Please repeat the lines below exactly. Begin with the line containing "around the tall" and go on through the line containing "around the anchored".
☆ ☆ ☆ ☆ ☆
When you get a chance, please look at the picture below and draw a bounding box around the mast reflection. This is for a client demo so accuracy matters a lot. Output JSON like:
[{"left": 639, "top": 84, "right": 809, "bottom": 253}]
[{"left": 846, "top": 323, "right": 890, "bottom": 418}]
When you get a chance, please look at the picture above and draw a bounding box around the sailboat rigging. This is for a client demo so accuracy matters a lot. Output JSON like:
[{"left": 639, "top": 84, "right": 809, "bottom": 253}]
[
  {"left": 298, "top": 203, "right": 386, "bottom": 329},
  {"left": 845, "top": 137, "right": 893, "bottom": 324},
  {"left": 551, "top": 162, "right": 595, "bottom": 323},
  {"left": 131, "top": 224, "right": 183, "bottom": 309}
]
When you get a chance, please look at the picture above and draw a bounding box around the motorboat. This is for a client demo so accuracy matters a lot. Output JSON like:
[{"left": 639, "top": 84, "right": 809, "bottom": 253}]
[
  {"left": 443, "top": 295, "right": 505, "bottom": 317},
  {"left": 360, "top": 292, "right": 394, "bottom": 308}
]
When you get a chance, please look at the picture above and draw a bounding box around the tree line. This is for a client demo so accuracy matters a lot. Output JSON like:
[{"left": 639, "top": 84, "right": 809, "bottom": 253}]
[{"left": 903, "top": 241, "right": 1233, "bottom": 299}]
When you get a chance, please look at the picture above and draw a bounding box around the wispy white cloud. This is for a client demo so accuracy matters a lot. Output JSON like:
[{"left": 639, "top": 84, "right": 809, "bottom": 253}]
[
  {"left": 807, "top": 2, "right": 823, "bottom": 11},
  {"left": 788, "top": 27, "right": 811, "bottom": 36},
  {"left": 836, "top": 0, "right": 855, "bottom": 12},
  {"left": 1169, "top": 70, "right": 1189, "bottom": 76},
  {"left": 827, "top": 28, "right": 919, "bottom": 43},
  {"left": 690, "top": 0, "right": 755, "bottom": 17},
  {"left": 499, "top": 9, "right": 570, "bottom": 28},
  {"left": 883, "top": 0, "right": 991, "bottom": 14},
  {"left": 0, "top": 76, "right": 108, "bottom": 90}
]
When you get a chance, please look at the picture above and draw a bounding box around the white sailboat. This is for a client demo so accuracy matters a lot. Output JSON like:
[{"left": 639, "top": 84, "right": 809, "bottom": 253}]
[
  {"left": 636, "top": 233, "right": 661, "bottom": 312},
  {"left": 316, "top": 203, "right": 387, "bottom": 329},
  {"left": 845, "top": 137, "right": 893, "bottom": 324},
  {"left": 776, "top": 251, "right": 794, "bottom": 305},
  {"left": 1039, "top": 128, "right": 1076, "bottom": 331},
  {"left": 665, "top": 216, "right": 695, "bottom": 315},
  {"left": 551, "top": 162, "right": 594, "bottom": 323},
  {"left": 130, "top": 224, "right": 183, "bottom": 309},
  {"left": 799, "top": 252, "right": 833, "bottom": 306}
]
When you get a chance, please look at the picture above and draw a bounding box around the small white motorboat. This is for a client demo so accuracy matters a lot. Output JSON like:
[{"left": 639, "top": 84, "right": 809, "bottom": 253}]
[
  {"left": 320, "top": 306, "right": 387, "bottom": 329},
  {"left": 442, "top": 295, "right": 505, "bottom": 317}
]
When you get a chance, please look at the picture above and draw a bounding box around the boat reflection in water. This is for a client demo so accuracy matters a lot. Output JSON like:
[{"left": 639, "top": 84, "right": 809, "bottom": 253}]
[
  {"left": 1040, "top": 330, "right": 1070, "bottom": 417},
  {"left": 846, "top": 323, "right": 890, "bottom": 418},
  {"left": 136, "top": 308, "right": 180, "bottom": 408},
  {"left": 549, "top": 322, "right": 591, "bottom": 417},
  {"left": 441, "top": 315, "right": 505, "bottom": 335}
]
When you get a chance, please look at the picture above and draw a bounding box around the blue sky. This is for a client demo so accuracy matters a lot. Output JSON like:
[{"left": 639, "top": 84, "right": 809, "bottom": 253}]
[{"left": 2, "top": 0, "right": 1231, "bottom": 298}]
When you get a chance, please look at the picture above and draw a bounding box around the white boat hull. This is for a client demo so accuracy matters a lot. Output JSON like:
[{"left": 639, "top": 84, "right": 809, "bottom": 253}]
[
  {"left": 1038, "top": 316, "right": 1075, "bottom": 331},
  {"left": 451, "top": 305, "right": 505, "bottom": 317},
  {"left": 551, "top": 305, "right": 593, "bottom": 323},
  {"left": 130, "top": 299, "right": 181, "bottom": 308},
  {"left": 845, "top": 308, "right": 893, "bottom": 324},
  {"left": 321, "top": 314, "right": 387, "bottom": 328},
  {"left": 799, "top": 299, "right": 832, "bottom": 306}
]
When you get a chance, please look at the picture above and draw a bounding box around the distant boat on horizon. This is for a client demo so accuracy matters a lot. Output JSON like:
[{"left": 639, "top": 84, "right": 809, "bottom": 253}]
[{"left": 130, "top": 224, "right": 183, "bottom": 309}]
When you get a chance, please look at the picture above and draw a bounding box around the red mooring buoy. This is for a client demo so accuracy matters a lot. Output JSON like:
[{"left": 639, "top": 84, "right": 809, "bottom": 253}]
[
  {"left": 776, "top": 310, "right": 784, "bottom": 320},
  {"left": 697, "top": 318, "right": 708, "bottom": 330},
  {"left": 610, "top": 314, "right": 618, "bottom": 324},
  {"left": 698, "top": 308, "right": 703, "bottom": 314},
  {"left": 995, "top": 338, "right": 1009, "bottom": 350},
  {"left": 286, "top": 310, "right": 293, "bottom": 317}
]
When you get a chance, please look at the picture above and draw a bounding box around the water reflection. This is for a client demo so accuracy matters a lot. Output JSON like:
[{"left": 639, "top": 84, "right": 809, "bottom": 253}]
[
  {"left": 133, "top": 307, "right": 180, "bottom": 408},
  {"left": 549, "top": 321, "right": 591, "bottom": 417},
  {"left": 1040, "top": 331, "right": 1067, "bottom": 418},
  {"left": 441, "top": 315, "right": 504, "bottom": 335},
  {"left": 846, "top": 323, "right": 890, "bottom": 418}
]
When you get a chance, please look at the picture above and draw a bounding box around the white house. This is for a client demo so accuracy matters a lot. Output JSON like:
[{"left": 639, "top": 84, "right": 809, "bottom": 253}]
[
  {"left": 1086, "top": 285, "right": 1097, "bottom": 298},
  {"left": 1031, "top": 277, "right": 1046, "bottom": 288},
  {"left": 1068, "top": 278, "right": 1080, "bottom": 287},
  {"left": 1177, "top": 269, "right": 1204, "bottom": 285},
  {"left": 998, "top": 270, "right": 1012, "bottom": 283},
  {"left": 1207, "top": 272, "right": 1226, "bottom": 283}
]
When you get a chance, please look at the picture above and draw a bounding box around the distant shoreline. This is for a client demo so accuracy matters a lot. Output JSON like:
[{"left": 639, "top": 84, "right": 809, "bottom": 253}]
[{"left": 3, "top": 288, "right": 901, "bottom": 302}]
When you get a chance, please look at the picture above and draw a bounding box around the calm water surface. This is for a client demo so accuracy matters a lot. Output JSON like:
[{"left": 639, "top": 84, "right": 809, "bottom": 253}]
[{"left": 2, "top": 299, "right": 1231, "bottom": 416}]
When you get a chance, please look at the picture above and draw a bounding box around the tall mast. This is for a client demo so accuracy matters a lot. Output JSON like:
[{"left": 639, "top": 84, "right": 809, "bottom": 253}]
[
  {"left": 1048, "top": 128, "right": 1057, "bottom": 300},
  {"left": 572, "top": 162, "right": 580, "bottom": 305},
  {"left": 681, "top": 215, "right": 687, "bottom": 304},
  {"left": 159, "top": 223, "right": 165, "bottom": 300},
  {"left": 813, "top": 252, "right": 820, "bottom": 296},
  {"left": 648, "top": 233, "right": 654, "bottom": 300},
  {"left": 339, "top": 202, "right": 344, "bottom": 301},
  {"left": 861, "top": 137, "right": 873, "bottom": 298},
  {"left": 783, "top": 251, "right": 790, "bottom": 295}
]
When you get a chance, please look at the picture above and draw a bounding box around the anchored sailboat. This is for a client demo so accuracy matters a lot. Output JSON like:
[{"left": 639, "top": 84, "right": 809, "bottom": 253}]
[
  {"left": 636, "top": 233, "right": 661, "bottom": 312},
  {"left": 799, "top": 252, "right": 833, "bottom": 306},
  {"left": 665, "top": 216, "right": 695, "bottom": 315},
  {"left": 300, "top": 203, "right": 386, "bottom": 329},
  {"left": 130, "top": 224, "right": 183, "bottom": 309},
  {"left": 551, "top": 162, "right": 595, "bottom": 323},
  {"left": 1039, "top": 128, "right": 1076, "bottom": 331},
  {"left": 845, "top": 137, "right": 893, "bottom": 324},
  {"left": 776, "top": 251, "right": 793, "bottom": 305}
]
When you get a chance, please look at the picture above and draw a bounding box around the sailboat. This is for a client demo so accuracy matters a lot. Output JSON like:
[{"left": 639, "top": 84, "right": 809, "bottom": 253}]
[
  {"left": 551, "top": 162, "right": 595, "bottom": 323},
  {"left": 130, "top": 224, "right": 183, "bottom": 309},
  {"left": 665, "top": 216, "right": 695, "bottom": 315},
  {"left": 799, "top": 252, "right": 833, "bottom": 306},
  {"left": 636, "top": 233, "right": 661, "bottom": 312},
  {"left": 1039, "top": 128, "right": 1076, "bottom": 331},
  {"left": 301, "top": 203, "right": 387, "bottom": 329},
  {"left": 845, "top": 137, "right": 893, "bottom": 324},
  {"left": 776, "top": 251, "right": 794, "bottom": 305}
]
☆ ☆ ☆ ☆ ☆
▶ [Problem solution]
When you get a chance, please look at the picture above and draw a bounding box around the tall mast. This is for a client demo so accuracy matters a lot. Output JSON like:
[{"left": 639, "top": 84, "right": 809, "bottom": 253}]
[
  {"left": 1048, "top": 128, "right": 1057, "bottom": 300},
  {"left": 572, "top": 162, "right": 580, "bottom": 305},
  {"left": 681, "top": 215, "right": 687, "bottom": 304},
  {"left": 159, "top": 223, "right": 165, "bottom": 300},
  {"left": 813, "top": 252, "right": 820, "bottom": 296},
  {"left": 648, "top": 233, "right": 654, "bottom": 300},
  {"left": 339, "top": 202, "right": 344, "bottom": 301},
  {"left": 861, "top": 137, "right": 873, "bottom": 298},
  {"left": 783, "top": 251, "right": 790, "bottom": 295}
]
When you get a chance, please look at the picture above and draw a bounding box around the anchored sailboat. This is for a client demo so accuracy matters a lot. Output JSON like:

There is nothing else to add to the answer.